Segment Start: SOURCE DOCUMENT

According to the Pew Research Center, about one-third of all children in the US are being raised in households with unmarried parents (most of them single mothers). And, though it’s surprisingly difficult to find trustworthy statistics, estimates suggest that a staggering percentage of men (70–80%) serving time in prison come from single-parent homes. Of course, many other factors—poverty, race, etc.—play into these statistics; but fatherlessness should not be dismissed as a minor issue. Indeed, even in the best of situations, men are struggling—to find employment or even to finish college. Though not typical, I will never forget the gangbanger (his name was Darrien) who came to class one day after having missed a session: he’d spent two days in the hospital with five gunshot wounds. He didn’t finish the course. I don’t know what happened to him, but I’m not optimistic.


Given the epidemic of fatherlessness and the attendant unregenerated father-imago that haunts western civilization at the moment (the father portrayed as the idiot in every TV sitcom surely is symptomatic of such a development) it is no wonder that Jordan Peterson has attracted the interest of so many young men. From my perspective, Peterson’s message to young men is pretty standard dad advice, telling them, “You’ll struggle, but that’s how it goes. Work hard, be honest. Don’t complain.” Of course, with so many dads in absentia, it’s no wonder Peterson became a phenomenon and his advice cause for scandal.

Segment End: SOURCE DOCUMENT

▶ [YOUR GOAL]
Duplicate the essay passage on fatherlessness and Jordan Peterson word for word, from its first sentence to its last. Rely only on the essay passage for everything that comes after it.

Segment Start: LISTED RECORDS

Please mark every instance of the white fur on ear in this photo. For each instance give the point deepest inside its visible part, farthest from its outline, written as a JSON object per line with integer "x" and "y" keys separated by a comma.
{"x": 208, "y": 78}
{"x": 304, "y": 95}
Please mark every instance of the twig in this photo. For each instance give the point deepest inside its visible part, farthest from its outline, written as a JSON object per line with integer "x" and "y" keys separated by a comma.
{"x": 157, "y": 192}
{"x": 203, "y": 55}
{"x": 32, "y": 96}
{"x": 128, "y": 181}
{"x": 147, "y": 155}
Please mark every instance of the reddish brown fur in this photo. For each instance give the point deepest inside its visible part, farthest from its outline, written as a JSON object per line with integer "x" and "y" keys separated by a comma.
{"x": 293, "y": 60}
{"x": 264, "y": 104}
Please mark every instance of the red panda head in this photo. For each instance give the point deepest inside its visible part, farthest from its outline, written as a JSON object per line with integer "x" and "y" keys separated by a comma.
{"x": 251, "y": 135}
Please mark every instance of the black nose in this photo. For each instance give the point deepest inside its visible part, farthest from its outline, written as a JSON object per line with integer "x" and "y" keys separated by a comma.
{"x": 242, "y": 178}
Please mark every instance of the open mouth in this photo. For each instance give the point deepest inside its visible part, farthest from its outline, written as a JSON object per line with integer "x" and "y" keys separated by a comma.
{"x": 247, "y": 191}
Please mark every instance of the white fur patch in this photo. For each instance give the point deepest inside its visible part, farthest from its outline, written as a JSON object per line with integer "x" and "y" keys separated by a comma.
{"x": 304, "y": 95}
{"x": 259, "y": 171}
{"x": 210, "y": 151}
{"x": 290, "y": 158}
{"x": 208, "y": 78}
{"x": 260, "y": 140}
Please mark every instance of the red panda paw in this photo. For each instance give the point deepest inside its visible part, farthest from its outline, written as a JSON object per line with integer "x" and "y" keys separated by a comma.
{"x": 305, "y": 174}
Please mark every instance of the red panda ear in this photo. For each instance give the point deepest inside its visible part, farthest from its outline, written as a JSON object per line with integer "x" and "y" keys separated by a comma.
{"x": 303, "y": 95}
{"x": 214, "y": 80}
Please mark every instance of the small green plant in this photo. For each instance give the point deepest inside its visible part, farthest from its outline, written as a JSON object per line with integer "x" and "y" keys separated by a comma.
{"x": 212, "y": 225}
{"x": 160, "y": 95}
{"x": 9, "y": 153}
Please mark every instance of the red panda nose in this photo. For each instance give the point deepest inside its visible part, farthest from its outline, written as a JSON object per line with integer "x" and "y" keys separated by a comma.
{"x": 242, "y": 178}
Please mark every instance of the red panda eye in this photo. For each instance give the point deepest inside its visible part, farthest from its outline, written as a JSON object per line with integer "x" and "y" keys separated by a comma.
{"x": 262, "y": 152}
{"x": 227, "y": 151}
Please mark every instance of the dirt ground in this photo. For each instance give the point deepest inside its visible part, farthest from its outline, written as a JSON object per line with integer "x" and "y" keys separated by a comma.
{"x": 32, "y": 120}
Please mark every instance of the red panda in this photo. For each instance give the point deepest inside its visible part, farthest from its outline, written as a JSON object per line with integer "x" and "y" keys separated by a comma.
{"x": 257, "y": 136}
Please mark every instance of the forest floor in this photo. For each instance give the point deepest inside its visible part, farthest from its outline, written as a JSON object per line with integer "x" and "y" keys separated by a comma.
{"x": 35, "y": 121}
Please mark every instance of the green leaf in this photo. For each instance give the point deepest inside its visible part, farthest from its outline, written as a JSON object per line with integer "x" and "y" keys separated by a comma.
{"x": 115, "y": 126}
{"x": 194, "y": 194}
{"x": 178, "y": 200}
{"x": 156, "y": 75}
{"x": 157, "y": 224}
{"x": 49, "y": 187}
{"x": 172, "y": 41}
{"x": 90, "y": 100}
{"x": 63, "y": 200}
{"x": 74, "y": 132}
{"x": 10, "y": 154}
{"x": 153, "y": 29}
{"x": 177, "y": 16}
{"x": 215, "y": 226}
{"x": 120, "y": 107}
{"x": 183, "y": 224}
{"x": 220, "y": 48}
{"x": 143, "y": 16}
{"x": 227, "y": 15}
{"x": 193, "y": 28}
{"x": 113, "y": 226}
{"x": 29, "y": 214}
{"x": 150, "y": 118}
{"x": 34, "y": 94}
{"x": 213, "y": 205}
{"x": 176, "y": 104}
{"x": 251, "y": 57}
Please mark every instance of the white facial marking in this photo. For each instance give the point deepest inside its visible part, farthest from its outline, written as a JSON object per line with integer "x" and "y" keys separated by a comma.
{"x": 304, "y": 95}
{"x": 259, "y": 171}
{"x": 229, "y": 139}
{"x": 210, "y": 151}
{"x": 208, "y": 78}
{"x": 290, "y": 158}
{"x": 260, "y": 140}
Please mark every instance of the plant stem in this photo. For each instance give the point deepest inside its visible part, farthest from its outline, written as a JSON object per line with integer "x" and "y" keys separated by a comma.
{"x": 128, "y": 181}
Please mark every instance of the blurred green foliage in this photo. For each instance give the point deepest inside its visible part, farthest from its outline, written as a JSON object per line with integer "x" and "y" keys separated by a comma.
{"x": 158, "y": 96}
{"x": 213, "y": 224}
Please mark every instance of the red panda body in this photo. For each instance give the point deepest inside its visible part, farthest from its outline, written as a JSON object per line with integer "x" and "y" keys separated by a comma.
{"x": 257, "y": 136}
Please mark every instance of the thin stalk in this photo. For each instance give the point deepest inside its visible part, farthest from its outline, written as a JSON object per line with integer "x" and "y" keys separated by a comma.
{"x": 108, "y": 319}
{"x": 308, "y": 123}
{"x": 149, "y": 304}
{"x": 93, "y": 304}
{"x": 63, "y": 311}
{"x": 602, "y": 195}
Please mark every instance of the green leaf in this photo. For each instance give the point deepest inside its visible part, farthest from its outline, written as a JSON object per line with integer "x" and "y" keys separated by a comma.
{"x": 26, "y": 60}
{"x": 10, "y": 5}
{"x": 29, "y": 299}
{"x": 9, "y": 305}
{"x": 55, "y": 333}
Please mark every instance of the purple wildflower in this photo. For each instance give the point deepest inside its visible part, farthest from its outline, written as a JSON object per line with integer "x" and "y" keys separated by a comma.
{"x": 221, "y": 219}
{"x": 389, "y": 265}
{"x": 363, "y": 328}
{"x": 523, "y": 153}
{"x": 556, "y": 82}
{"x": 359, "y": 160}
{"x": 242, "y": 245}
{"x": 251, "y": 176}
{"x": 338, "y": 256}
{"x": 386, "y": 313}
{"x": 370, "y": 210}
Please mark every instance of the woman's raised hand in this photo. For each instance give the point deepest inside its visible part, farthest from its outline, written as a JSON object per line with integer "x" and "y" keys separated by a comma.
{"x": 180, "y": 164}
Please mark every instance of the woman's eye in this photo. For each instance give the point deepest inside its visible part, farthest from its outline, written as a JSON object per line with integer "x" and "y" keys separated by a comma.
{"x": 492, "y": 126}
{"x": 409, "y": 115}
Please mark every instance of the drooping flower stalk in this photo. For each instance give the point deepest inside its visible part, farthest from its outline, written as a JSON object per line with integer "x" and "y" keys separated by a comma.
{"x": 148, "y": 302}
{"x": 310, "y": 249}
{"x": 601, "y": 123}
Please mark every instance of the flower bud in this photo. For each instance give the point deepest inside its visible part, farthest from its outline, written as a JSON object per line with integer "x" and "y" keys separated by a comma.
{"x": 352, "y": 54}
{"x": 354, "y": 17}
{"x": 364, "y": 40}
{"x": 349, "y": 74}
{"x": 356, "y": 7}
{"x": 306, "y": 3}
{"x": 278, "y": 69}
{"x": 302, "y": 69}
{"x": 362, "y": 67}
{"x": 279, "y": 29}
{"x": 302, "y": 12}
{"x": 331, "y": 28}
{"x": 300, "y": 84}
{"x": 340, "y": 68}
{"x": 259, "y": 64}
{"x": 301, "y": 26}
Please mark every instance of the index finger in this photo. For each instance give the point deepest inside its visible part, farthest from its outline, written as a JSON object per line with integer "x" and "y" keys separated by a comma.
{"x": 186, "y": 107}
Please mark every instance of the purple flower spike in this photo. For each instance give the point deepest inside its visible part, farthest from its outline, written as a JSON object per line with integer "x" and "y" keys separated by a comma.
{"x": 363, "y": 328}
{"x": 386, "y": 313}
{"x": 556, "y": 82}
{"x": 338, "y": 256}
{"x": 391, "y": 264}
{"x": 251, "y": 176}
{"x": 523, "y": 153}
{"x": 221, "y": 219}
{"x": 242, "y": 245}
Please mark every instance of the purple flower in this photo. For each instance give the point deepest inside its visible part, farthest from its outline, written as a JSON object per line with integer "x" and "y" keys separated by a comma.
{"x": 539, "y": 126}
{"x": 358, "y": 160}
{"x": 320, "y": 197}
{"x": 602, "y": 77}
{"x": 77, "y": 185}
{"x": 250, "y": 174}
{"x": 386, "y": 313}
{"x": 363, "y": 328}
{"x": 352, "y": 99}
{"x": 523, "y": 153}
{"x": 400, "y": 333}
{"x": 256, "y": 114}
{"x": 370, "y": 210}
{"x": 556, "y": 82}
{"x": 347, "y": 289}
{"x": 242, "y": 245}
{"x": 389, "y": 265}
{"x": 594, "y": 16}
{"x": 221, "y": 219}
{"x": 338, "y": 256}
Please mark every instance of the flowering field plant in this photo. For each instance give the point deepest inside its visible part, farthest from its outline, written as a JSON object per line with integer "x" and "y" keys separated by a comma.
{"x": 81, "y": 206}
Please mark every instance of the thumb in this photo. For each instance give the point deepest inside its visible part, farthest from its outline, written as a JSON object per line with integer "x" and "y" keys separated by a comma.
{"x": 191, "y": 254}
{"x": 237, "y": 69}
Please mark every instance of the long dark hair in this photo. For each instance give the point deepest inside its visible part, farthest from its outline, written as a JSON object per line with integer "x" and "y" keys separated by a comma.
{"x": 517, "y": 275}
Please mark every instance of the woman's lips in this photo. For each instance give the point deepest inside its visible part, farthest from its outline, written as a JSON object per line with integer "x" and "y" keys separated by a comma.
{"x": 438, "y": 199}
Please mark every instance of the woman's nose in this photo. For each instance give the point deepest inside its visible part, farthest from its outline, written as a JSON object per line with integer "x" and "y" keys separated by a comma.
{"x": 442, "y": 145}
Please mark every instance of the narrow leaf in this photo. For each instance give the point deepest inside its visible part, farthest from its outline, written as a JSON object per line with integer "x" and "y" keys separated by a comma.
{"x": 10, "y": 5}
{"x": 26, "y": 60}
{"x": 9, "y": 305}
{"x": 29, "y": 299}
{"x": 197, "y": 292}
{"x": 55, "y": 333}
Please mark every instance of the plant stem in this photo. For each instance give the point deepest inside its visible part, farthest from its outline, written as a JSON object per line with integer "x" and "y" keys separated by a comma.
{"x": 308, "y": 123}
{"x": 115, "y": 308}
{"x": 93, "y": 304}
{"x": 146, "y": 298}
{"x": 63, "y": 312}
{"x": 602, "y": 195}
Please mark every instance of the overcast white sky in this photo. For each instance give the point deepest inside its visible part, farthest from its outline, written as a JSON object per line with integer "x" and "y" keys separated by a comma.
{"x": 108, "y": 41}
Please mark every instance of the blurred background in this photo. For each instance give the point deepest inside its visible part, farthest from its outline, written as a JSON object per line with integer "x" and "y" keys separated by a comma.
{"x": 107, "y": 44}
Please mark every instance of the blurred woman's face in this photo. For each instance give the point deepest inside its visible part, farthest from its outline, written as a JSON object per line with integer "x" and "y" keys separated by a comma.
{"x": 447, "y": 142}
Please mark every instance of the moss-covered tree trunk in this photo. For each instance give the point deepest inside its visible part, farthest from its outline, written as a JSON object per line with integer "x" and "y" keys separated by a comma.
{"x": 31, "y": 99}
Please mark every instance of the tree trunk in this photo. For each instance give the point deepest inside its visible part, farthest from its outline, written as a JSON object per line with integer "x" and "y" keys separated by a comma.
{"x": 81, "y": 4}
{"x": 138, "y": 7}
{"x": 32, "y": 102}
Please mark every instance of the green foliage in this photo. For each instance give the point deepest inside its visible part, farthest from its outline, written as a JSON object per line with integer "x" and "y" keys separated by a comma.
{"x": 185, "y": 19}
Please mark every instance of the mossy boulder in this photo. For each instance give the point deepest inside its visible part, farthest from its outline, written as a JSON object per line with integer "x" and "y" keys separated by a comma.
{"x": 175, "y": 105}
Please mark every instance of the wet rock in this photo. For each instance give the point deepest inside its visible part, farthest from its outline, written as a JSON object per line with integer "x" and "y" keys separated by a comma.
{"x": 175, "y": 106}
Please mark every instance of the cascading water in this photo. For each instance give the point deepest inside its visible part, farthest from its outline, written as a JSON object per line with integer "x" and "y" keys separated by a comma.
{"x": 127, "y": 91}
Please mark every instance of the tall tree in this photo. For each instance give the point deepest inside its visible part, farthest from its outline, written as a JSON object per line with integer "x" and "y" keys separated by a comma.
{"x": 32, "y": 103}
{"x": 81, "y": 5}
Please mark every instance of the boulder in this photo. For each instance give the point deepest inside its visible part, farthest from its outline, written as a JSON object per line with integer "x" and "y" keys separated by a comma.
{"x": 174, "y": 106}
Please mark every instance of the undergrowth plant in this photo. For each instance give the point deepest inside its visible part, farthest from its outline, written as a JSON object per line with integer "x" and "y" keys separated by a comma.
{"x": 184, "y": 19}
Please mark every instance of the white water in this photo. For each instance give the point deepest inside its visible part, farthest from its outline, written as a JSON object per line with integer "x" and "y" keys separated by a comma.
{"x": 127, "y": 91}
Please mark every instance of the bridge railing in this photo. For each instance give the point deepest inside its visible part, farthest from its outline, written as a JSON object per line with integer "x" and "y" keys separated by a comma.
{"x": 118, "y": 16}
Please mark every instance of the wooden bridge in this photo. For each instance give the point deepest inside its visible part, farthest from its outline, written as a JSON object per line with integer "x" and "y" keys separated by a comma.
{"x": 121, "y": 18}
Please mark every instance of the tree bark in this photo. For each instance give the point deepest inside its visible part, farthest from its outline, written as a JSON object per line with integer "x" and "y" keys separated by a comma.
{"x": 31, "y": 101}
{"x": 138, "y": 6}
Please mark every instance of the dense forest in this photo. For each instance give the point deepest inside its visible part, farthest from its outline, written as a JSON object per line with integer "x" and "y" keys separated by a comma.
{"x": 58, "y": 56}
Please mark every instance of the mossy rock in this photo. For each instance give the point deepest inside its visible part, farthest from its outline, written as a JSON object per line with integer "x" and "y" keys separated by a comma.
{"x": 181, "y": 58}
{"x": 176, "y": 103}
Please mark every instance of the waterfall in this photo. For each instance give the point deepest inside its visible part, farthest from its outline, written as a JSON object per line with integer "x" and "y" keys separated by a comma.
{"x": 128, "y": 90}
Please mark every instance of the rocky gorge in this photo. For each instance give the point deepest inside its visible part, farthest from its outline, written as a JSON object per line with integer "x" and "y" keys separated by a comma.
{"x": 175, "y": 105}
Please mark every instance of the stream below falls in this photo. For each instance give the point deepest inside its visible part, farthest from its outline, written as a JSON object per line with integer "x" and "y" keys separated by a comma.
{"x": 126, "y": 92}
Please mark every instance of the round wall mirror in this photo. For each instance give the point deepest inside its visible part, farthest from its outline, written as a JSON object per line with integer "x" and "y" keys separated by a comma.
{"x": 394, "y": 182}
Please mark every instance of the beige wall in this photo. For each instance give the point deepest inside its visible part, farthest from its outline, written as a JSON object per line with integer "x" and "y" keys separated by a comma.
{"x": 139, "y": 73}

Segment End: LISTED RECORDS

▶ [RESULT]
According to the Pew Research Center, about one-third of all children in the US are being raised in households with unmarried parents (most of them single mothers). And, though it’s surprisingly difficult to find trustworthy statistics, estimates suggest that a staggering percentage of men (70–80%) serving time in prison come from single-parent homes. Of course, many other factors—poverty, race, etc.—play into these statistics; but fatherlessness should not be dismissed as a minor issue. Indeed, even in the best of situations, men are struggling—to find employment or even to finish college. Though not typical, I will never forget the gangbanger (his name was Darrien) who came to class one day after having missed a session: he’d spent two days in the hospital with five gunshot wounds. He didn’t finish the course. I don’t know what happened to him, but I’m not optimistic.


Given the epidemic of fatherlessness and the attendant unregenerated father-imago that haunts western civilization at the moment (the father portrayed as the idiot in every TV sitcom surely is symptomatic of such a development) it is no wonder that Jordan Peterson has attracted the interest of so many young men. From my perspective, Peterson’s message to young men is pretty standard dad advice, telling them, “You’ll struggle, but that’s how it goes. Work hard, be honest. Don’t complain.” Of course, with so many dads in absentia, it’s no wonder Peterson became a phenomenon and his advice cause for scandal.